## Work to do
Reproduce each of the records below word for word, keeping their order unchanged.
** START OF Given records **
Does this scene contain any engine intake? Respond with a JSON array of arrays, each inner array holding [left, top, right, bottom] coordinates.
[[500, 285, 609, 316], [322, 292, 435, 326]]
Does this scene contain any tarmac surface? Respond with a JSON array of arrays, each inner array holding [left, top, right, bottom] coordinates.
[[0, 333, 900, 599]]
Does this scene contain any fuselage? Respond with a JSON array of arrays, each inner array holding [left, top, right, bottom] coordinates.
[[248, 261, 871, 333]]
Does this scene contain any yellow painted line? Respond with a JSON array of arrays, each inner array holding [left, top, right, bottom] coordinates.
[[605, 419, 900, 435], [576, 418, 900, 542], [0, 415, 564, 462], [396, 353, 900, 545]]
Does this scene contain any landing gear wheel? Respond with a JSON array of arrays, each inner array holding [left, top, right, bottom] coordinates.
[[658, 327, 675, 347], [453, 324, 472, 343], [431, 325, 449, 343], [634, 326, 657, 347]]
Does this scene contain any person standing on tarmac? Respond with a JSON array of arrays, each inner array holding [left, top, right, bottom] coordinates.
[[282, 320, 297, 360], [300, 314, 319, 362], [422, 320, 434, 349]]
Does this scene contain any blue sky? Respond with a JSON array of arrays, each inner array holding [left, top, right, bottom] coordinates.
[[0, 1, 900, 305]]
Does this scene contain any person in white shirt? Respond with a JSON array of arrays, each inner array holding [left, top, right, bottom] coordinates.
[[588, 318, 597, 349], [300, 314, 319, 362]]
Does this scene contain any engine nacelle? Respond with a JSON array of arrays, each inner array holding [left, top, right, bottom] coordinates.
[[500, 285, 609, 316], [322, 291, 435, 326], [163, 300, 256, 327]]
** END OF Given records **
## Final result
Does this scene contain any engine intake? Respond with a JSON array of arrays, each inner array holding [left, top, right, bottom] coordinates.
[[500, 285, 609, 316], [322, 292, 435, 326]]
Does this scene contain any tarmac surface? Respond with a JSON array of arrays, each inner array holding [left, top, right, bottom] coordinates.
[[0, 333, 900, 599]]
Does this scene contain any fuselage? Respond with a JSON array of arrays, each inner array holding [left, top, right, bottom] coordinates.
[[248, 261, 871, 333]]
Does this scene contain any yellow painted line? Respond with a JSON array of arrays, each inner array holding [left, top, right, bottom] coordinates.
[[605, 419, 900, 435], [576, 418, 900, 542], [0, 415, 564, 462], [396, 353, 900, 545]]
Does this scene contain any landing gear wheel? Respond with a JSON array of arrays, each inner array holding [left, top, right, bottom] coordinates.
[[658, 327, 675, 347], [453, 324, 472, 343], [431, 325, 449, 343], [634, 326, 657, 347]]
Does this scene contain any person standing on tarmac? Respond with a JSON array of arrays, each inner array holding [left, top, right, bottom] coordinates.
[[282, 320, 297, 360], [300, 314, 319, 362], [422, 320, 434, 349]]
Does this scene contain any blue sky? Respond with a JSON array of arrays, each inner array holding [left, top, right, bottom] coordinates.
[[0, 1, 900, 305]]
Does this scene contain any person in white shirt? Respond with a JSON array of arrays, each inner array holding [left, top, right, bottom] coordinates.
[[588, 318, 597, 349], [300, 314, 319, 362]]
Does this scene contain any engine nacelle? Respond with a JSON array of arrays, each inner array holding [left, top, right, bottom] coordinates.
[[500, 285, 609, 316], [322, 291, 435, 326], [163, 300, 256, 327]]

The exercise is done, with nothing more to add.